▶ JOB
Duplicate these data lines verbatim, omitting the pictures from your copy.

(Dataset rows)
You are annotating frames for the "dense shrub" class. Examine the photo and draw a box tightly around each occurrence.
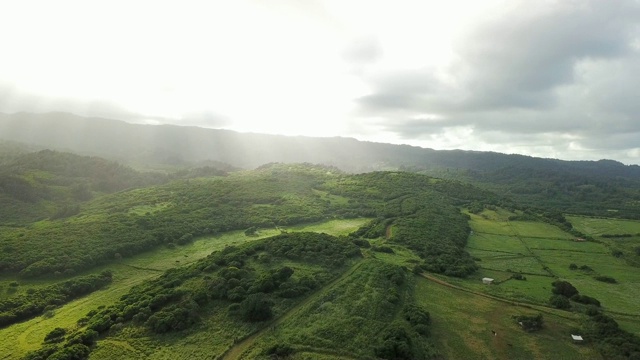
[551,280,578,298]
[549,295,571,310]
[593,275,618,284]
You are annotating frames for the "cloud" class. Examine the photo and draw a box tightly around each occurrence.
[342,37,382,65]
[357,0,640,160]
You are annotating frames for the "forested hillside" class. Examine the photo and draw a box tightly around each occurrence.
[0,164,496,277]
[0,113,640,218]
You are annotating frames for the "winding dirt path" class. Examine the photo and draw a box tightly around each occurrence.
[217,260,363,360]
[420,273,574,320]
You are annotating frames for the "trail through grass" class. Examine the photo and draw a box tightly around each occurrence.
[0,218,369,360]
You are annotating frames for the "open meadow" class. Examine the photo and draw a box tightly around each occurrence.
[460,211,640,334]
[0,218,369,359]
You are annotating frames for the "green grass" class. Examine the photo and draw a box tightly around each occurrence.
[566,216,640,236]
[0,219,369,360]
[509,221,574,239]
[238,259,412,359]
[522,237,611,255]
[462,210,640,333]
[416,279,600,359]
[467,233,528,254]
[469,214,515,236]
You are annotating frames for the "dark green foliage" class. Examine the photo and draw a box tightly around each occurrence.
[67,329,100,346]
[0,271,111,327]
[585,311,640,359]
[27,233,362,356]
[352,239,371,249]
[515,314,544,331]
[402,304,431,336]
[374,324,424,360]
[145,301,199,334]
[264,344,295,359]
[551,280,578,298]
[244,226,258,236]
[24,344,58,360]
[47,344,91,360]
[371,245,394,254]
[571,294,600,307]
[238,293,273,322]
[0,166,350,277]
[549,295,571,310]
[44,328,67,342]
[593,275,618,284]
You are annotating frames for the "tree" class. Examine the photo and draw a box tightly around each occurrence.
[549,295,571,310]
[238,293,273,322]
[551,280,578,298]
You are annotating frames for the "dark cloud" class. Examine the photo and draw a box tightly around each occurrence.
[358,0,640,159]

▶ THE COMPLETED TASK
You are annotating frames for the "dense shrub" class. Examine the photo and draw a box tightly around each occurrence.
[551,280,578,298]
[549,295,571,310]
[593,275,618,284]
You are annotating frames for the "cloud" class. Examine the photo and draw a box tightly around each occurrence.
[342,37,382,65]
[357,0,640,160]
You are annotating frames for the "forested hillside" class. Examine the photo and draw a box tightly around each occurrence.
[0,164,496,277]
[0,113,640,218]
You are annotating frames for the "winding dirt path" class. Examine the photo and draw a box tightly around each occurrence.
[217,260,363,360]
[420,273,574,320]
You are annotating frames for the "trail through grass" class. Examine the photo and draw a box tightly around each occurrence.
[0,218,369,360]
You are annotating frames for the "open meadow" class. Examine the photo and draw a box tightly around each occurrence.
[460,211,640,334]
[0,218,369,359]
You are annotating frames for the "green grass" class. Examine the photo and draw a box tightly around each occurrence.
[566,216,640,236]
[0,219,369,360]
[509,221,574,239]
[238,259,412,359]
[522,237,611,255]
[462,210,640,333]
[416,279,600,359]
[467,233,528,254]
[469,214,515,236]
You are annotating frames for the "dark green foliage" class. Examine the photo and draw a box tightly around each occurrence.
[67,329,100,346]
[0,271,111,327]
[585,311,640,359]
[27,233,362,356]
[352,239,371,249]
[515,314,544,331]
[402,304,431,336]
[374,324,424,360]
[145,301,199,334]
[264,344,295,359]
[551,280,578,298]
[244,226,258,236]
[24,344,58,360]
[47,344,91,360]
[371,245,394,254]
[571,294,600,307]
[238,293,273,322]
[0,166,350,277]
[549,295,571,310]
[44,328,67,342]
[593,275,618,284]
You are annotating frames for the "tree" class. Examine the photo and draw a box tightly around each occurrence.
[549,295,571,310]
[238,293,273,322]
[551,280,578,298]
You are annotating frames for the "dark cloud" class. Examine the photo and draw a box tightly around each occurrence.
[358,0,640,159]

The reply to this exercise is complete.